### OBJECTIVE
Transcribe every item below word for word, keeping each line unchanged.

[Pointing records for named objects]
================

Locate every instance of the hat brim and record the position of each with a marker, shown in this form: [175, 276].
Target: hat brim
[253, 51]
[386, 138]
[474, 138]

================

### EXERCISE ANSWER
Locate every instance of the hat brim and record the position of each with a marker, shown in this form: [175, 276].
Target: hat brim
[253, 51]
[386, 138]
[474, 138]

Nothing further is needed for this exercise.